• [Extract to read]:
○ ○ ○
By M. Brooks, blackdoctor.org
Monica’s music careers spans more than 20 years, she’s sold over 30 million albums worldwide, with seven albums and a Grammy under her belt. As impressive as those numbers are, the Grammy-winning R&B singer takes pride in knowing a more surprising set of figures: her blood pressure numbers.
And she wants millennials to do the same.
“Millennials are young, passionate and cool, but we say things like, ‘It is what it is,’ but when it comes to your health this does not apply,” she shared in a new video as part of the American Heart Association’s EmPOWERED to Serve initiative.
In early 2016, Monica revealed how she suffered from high blood pressure and the painful way she discovered it. “I used to have horrible, debilitating headaches. I could not move or get out of the bed. And sometimes it would hurt so bad that I would just pass out.”
“When I went to the doctor, my blood pressure was 185,” says Monica.
“So after being hospitalized for the same thing over and over again, I’ve learned to change some things. Number one, reduce the stress. Then change from salty foods and salt (Monica loves seasoned salt) to more healthy alternatives and change from soda–I love some coca-cola–but now I just drink it in moderation.”
Having high blood pressure isn’t only a concern for older adults. The singer reminds millennials that it’s important for people of all ages to know their blood pressure. You may feel totally fine and still have high blood pressure. Left untreated, high blood pressure can lead to heart attack and heart failure, stroke, kidney failure; and permanently damage your heart, brain, eyes and kidneys.
What Your Blood Pressure Numbers Mean
Your blood pressure numbers are a ratio of two numbers, systolic (top number) and diastolic (bottom number). According to the AHA, “The top number, which is also the higher of the two numbers, measures the pressure in the arteries when the heart beats (when the heart muscle contracts).” The lower number on the bottom “measures the pressure in the arteries between heartbeats (when the heart muscle is resting between beats and refilling with blood).”
○ ○ ○
• [Data under study]:
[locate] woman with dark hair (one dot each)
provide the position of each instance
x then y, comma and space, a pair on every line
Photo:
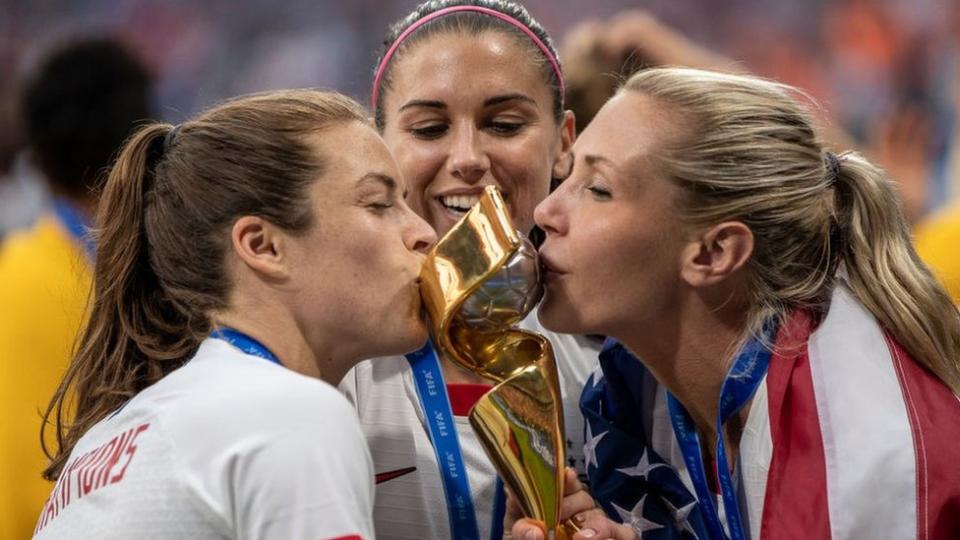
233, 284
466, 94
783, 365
○ ○ ○
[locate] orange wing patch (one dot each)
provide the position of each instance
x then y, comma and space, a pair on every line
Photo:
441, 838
○ ○ ○
• [Exercise 1]: Transcribe the part of the article about Monica's blood pressure starting at "Having high blood" and ending at "eyes and kidneys.".
• [Exercise 2]: In the article about Monica's blood pressure, what was her blood pressure when she went to the doctor?

• [Exercise output 1]:
Having high blood pressure isn’t only a concern for older adults. The singer reminds millennials that it’s important for people of all ages to know their blood pressure. You may feel totally fine and still have high blood pressure. Left untreated, high blood pressure can lead to heart attack and heart failure, stroke, kidney failure; and permanently damage your heart, brain, eyes and kidneys.

• [Exercise output 2]: It was 185.